• Exercise brief:
Reproduce the ASUS motherboard thread below, from "ASUS Unveils Lowest" down to "in their reviews??", keeping every word unchanged.

• Passage to read:
□ □ □ □ □ □ □

ASUS Unveils Lowest Radiation Motherboards

Terry Olaes

I Used to be the [H] News Guy
Joined
Nov 27, 2006
Messages
4,646
Press release:
ASUS has set a new standard in total motherboard protection with the launch of the ASUS Protect 3.0 Design based on Xtreme Design, which helps protect the earth, systems, and users. Equipped with intelligent anti-radiation shielding, the technology lowers the generation and transmission of harmful radiation by up to 50%—offering the lowest electromagnetic emissions from a motherboard in the industry.
 
Should [H] start putting geiger counter readings in their reviews??

I wonder what the motivation for this was? NASA, medical field, laboratory use? etc. I doubt it was for the normal end user.
 
This isn't something I'd pay extra for. My computer is under my desk several feet from where I sit and the motherboard is in a metal chassis. Any reduction in radiation would be negligible especially considering the other components in the case and the AC adapters littering the house. The health benefits of a reduced radiation motherboard (if there even are any) would be insignificant.

Sitting in a chair for hours straight will probably do an order of magnitude more damage to my health than electromagnetic radiation ever could.

□ □ □ □ □ □ □

• Excerpted records:
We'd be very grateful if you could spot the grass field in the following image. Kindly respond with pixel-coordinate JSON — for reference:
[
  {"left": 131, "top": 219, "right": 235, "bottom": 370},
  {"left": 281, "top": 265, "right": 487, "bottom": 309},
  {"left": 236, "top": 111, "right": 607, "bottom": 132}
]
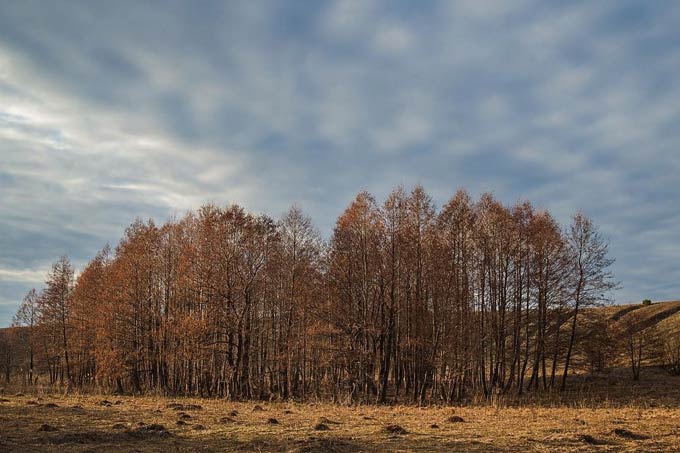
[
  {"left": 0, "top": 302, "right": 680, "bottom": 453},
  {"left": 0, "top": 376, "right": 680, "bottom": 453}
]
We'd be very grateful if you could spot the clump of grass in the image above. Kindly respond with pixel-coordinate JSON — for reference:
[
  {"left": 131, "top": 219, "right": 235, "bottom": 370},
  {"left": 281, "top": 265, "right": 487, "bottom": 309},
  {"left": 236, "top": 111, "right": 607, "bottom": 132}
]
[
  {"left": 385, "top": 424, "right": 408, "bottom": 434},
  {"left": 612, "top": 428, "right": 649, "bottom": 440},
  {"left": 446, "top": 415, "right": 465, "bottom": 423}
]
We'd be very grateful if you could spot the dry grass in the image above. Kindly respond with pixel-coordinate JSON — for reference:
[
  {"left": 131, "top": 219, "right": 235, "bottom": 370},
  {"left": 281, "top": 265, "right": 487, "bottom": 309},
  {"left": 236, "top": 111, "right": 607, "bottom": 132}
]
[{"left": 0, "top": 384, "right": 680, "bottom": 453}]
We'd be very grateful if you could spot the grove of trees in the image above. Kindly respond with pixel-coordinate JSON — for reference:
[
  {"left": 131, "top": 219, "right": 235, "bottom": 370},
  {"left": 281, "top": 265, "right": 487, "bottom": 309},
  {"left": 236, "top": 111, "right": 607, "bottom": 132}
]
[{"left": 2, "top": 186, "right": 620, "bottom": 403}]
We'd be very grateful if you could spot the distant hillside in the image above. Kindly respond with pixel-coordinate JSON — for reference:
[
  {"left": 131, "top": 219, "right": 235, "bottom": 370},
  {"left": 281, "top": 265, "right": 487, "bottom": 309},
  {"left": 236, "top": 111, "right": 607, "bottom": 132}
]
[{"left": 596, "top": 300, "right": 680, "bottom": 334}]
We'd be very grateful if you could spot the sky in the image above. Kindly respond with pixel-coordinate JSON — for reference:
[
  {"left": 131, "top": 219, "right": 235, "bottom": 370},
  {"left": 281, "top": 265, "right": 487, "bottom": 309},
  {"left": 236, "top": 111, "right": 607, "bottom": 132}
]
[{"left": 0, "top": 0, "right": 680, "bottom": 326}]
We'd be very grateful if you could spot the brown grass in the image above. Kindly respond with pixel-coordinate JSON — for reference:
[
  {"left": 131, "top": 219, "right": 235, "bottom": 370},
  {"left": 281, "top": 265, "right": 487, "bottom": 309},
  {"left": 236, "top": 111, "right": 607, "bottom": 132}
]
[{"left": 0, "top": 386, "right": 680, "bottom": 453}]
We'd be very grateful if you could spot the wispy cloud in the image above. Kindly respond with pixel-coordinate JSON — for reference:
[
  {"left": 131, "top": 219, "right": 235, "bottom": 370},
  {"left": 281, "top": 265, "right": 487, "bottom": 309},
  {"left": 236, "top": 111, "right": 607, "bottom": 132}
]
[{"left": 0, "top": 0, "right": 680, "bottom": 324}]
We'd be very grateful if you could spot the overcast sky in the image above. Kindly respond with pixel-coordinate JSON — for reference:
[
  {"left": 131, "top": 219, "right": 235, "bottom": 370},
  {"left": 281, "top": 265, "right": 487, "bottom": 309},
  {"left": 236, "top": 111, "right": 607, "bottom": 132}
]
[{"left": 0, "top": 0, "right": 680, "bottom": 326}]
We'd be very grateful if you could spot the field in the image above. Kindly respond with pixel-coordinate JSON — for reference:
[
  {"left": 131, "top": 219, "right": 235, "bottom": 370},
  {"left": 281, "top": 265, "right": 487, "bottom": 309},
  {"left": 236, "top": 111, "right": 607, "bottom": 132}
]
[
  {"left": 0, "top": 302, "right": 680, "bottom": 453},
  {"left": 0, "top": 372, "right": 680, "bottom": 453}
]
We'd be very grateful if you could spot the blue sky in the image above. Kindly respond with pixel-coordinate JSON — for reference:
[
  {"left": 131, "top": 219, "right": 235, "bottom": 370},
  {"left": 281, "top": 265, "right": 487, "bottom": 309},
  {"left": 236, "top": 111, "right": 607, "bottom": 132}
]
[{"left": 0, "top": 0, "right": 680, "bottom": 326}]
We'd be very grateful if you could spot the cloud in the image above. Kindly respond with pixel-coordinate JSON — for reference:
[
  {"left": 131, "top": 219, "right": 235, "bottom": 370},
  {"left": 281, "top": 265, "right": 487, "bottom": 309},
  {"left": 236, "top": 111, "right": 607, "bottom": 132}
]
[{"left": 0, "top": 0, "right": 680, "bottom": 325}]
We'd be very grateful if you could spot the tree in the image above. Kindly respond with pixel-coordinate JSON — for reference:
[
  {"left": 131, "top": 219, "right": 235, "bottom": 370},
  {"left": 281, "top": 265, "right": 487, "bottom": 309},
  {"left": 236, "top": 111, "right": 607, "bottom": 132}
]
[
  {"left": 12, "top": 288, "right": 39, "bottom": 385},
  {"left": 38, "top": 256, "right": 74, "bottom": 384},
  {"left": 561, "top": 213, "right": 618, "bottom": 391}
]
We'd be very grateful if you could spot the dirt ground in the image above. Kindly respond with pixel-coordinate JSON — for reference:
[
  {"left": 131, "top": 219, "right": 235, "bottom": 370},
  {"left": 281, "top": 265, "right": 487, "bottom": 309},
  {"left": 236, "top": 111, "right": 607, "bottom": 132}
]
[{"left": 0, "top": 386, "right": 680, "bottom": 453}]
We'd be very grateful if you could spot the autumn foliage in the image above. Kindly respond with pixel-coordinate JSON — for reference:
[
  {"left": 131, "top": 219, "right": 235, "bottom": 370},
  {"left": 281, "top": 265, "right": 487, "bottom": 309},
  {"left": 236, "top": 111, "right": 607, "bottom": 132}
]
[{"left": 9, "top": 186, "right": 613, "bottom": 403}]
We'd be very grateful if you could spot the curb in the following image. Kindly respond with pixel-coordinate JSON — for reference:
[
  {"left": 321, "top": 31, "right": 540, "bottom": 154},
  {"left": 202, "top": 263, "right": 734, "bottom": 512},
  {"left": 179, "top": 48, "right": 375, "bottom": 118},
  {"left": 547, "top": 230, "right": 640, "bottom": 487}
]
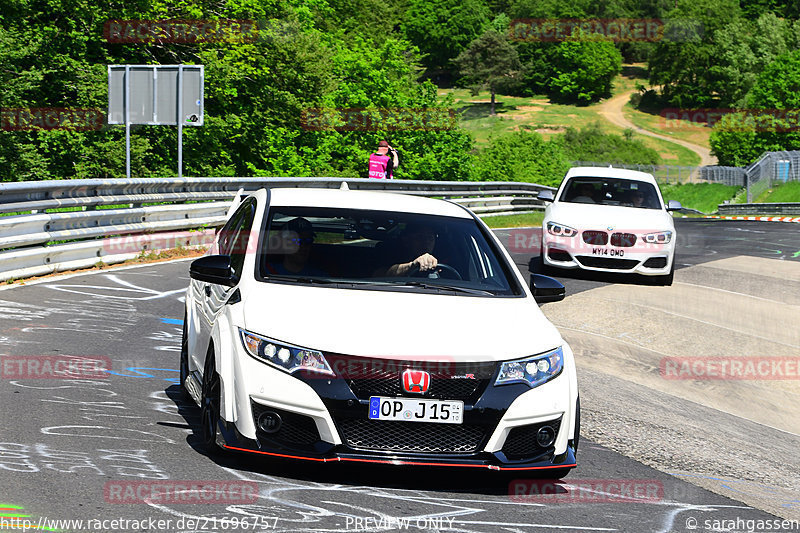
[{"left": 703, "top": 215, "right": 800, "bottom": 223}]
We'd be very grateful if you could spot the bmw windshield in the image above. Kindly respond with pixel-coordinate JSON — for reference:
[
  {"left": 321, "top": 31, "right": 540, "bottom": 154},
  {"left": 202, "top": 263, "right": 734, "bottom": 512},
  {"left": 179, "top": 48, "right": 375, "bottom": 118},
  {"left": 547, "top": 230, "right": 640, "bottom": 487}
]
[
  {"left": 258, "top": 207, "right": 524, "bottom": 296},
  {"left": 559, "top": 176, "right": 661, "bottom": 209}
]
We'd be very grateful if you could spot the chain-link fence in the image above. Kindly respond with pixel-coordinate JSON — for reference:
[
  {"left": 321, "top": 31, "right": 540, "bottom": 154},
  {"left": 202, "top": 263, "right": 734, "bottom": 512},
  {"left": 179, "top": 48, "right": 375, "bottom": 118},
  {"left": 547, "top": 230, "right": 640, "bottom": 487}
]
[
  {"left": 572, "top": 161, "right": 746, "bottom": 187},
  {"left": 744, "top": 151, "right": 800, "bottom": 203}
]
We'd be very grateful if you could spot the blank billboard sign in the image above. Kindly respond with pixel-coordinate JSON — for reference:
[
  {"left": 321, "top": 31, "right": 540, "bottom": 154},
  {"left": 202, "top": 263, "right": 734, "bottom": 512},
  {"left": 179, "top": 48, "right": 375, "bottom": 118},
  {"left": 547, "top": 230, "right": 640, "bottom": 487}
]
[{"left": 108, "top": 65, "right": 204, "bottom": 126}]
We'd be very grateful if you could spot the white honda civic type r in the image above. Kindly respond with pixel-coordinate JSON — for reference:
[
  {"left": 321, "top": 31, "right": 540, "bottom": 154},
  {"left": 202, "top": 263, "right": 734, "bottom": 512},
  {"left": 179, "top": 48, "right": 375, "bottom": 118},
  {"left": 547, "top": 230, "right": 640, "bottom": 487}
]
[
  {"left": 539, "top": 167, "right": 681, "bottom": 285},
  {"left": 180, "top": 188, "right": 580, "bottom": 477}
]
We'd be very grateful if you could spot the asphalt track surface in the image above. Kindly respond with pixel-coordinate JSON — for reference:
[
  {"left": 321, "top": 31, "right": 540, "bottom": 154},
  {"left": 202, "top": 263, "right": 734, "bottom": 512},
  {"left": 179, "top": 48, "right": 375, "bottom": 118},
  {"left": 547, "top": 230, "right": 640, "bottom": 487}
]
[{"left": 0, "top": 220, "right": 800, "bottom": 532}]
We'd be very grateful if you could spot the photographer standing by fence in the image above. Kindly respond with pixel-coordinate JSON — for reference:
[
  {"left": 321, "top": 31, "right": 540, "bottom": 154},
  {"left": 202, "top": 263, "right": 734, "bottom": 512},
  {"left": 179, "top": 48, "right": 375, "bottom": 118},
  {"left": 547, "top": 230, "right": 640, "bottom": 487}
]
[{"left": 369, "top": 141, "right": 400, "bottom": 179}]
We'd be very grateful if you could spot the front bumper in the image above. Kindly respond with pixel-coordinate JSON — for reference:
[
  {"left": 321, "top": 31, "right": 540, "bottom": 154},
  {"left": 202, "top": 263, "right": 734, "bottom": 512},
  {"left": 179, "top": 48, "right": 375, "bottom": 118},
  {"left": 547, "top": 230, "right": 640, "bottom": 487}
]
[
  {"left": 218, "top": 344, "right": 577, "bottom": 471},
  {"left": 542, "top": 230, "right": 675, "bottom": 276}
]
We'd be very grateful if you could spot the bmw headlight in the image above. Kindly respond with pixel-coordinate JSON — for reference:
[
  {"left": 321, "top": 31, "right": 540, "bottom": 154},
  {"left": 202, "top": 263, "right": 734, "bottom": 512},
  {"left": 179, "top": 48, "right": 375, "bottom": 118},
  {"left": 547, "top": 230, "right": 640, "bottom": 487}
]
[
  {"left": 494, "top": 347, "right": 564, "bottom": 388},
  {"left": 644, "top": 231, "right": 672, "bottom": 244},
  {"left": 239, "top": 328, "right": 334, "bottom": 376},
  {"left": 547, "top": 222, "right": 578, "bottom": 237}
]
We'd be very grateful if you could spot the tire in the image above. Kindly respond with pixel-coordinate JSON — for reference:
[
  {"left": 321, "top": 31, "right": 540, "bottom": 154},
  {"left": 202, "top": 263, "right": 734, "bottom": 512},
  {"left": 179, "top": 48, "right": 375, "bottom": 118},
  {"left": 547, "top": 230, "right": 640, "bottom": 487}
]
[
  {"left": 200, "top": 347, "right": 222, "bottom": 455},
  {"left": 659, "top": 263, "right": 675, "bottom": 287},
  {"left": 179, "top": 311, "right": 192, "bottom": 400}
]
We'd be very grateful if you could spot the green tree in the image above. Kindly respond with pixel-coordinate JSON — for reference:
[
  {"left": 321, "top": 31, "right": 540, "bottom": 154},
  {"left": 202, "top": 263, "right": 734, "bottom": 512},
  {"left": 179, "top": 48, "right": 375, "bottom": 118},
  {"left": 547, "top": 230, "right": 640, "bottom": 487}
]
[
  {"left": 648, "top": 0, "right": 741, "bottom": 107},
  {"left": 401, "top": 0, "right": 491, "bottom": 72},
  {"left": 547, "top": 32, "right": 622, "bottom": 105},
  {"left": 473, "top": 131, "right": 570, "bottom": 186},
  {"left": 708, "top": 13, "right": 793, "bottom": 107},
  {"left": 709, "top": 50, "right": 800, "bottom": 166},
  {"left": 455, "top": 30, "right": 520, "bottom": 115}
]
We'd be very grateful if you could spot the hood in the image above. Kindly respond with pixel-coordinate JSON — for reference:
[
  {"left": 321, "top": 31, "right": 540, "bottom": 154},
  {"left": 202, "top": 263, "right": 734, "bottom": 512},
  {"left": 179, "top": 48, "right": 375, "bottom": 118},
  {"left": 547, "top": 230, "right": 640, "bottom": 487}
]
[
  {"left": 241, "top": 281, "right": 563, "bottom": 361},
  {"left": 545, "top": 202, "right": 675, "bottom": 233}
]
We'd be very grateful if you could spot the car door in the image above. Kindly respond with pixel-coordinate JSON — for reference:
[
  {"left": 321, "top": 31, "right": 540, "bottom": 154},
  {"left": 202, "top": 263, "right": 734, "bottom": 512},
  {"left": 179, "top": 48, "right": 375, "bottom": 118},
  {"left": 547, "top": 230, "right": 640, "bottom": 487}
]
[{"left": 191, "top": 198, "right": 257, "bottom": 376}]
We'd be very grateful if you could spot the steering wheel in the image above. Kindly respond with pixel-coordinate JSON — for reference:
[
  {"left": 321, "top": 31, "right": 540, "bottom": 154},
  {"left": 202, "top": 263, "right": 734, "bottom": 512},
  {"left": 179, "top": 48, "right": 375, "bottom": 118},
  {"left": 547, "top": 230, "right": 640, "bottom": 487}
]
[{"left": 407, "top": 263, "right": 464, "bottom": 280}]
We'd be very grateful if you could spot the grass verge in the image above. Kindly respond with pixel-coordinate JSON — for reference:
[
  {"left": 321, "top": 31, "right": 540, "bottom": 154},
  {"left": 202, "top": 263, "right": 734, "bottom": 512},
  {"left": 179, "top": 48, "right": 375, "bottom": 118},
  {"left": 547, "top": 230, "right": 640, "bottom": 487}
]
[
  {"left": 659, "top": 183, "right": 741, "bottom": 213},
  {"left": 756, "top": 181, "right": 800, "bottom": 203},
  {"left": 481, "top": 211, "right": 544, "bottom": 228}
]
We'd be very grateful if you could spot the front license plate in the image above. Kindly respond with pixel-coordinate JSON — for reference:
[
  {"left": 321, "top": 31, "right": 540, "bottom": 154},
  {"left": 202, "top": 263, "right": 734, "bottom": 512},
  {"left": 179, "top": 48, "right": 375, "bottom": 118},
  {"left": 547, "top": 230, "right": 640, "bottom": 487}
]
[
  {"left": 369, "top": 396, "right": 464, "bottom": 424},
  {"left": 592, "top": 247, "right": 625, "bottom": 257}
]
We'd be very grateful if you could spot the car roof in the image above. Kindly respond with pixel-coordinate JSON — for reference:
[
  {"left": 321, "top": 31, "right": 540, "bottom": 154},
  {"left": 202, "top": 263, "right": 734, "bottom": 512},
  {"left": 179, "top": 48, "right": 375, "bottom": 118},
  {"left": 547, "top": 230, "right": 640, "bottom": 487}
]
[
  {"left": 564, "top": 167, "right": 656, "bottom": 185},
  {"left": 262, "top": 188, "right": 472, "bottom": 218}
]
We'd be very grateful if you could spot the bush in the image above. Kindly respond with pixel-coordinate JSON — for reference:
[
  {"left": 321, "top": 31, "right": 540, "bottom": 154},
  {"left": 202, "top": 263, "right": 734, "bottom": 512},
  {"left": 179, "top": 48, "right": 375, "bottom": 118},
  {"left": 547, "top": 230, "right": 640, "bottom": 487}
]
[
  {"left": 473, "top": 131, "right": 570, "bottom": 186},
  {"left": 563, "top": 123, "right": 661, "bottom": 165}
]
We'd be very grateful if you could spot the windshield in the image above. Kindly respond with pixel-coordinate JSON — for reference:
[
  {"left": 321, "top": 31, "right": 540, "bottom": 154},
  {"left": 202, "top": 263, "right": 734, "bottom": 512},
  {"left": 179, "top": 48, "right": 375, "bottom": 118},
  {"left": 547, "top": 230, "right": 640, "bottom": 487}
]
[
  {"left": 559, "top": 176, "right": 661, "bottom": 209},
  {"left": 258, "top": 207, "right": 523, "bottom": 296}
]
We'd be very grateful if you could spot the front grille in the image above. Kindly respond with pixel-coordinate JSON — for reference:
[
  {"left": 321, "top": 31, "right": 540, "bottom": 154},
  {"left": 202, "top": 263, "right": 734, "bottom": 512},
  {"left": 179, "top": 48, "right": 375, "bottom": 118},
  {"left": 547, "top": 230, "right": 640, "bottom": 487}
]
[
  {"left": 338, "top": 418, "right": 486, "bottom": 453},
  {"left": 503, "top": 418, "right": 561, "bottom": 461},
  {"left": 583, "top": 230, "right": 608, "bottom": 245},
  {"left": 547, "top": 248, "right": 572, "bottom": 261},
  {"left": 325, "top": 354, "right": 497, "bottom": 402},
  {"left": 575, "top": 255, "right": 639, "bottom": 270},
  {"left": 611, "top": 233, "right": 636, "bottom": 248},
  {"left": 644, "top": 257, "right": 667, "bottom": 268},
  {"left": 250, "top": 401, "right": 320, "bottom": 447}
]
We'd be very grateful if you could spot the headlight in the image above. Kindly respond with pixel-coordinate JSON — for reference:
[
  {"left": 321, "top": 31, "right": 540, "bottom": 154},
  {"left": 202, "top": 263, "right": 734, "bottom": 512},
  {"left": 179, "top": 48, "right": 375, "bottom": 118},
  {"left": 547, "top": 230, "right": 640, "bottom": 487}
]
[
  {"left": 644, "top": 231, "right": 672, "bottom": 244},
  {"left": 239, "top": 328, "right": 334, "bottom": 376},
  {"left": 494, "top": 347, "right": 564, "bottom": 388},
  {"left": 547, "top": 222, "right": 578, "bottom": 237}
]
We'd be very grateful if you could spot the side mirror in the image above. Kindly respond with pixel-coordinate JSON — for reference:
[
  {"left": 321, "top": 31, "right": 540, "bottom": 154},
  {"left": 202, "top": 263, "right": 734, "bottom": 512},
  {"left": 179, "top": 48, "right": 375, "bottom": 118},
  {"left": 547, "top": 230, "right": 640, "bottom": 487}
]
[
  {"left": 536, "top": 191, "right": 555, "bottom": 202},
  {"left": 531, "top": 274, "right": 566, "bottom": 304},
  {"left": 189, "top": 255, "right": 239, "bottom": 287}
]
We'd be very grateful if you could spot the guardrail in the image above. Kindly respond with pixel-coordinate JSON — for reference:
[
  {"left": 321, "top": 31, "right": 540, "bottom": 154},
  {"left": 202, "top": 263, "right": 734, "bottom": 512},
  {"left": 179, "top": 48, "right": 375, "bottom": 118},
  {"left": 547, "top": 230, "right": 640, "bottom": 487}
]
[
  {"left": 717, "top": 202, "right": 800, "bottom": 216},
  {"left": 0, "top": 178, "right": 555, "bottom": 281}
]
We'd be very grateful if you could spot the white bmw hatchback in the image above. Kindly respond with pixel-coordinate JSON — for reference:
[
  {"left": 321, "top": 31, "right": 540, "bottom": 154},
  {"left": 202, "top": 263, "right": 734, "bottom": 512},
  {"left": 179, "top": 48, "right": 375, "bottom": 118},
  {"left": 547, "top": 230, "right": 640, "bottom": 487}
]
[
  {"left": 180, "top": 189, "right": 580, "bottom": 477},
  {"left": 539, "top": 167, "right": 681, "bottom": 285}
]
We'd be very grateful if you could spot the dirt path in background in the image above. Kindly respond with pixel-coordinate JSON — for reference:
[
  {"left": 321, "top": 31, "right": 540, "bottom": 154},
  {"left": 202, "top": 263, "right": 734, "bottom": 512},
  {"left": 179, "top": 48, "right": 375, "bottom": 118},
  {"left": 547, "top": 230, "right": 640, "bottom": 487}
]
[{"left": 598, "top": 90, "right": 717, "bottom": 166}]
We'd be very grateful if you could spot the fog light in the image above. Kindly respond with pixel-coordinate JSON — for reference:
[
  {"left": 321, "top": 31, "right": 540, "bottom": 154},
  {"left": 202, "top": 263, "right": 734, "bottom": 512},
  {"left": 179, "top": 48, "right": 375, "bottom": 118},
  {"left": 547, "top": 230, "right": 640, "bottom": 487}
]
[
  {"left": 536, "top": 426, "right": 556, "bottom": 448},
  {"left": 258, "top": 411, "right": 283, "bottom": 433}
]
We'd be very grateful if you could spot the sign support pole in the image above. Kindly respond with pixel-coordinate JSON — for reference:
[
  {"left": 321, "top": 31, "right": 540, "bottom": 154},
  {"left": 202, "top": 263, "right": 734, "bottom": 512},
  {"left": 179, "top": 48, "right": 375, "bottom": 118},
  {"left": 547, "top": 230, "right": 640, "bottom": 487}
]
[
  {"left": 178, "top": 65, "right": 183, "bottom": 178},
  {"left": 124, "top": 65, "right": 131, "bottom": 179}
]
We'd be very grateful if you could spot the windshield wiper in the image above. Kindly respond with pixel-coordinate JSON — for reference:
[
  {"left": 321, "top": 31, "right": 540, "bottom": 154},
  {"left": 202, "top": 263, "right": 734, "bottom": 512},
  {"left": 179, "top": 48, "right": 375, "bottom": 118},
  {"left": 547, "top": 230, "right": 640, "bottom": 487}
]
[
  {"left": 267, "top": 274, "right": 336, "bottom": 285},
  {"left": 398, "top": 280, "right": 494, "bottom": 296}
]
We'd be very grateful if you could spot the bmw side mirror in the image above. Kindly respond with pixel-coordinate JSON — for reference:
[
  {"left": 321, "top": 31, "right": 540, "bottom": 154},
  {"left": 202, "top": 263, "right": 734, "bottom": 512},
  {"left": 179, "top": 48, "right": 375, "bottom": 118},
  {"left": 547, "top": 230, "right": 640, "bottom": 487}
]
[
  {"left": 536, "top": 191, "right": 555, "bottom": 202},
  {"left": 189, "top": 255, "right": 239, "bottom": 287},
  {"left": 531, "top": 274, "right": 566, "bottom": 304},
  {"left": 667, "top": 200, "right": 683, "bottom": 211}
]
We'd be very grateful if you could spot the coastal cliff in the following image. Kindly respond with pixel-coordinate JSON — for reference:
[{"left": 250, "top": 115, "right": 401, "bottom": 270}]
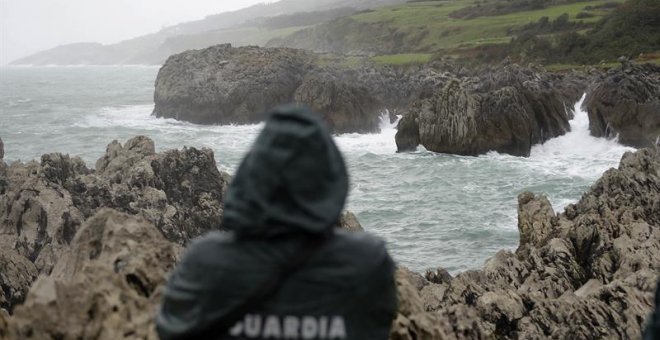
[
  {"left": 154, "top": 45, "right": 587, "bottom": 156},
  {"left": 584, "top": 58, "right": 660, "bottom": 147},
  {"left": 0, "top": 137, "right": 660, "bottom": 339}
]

□ □ □ □ □ □ □

• Solution to this problem:
ASUS Unveils Lowest Radiation Motherboards

Terry Olaes

I Used to be the [H] News Guy
Joined
Nov 27, 2006
Messages
4,646
Press release:
ASUS has set a new standard in total motherboard protection with the launch of the ASUS Protect 3.0 Design based on Xtreme Design, which helps protect the earth, systems, and users. Equipped with intelligent anti-radiation shielding, the technology lowers the generation and transmission of harmful radiation by up to 50%—offering the lowest electromagnetic emissions from a motherboard in the industry.
 
Should [H] start putting geiger counter readings in their reviews??